• **Problem details**
Answer these about the stock incentive plan:
1. Which state is Sonus Networks, Inc. incorporated in?
2. What kinds of awards may be granted under the plan?
3. What is each person who receives an award called?

• **Source document**
SONUS NETWORKS, INC.

 

2007 STOCK INCENTIVE PLAN, AS AMENDED

 

1.                                        Purpose .

 

The purpose of this 2007 Stock Incentive Plan (the “Plan”) of Sonus Networks, Inc., a Delaware corporation (the “Company”), is to advance the interests of the Company’s stockholders by enhancing the Company’s ability to attract, retain and motivate persons who are expected to make important contributions to the Company and by providing such persons with equity ownership opportunities and performance-based incentives that are intended to align their interests with those of the Company’s stockholders. Except where the context otherwise requires, the term “Company” shall include any of the Company’s present or future parent or subsidiary corporations as defined in Sections 424(e) or (f) of the Internal Revenue Code of 1986, as amended, and any regulations promulgated thereunder (the “Code”) and any other business venture (including, without limitation, joint venture or limited liability company) in which the Company has a controlling interest, as determined by the Board of Directors of the Company (the “Board”).

 

2.                                        Eligibility .

 

All of the Company’s employees, officers, directors, consultants and advisors are eligible to receive options, stock appreciation rights (“SARs”), restricted stock, restricted stock units and other stock-based awards (each, an “Award”) under the Plan. Each person who receives an Award under the Plan is deemed a “Participant”.

 

3.                                        Administration and Delegation .

• **Supplied information**

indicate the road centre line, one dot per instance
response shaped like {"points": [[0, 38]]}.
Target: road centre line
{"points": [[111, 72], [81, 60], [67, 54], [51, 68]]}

• **Solution**
1. Delaware
2. Options, stock appreciation rights (SARs), restricted stock, restricted stock units and other stock-based awards
3. A "Participant"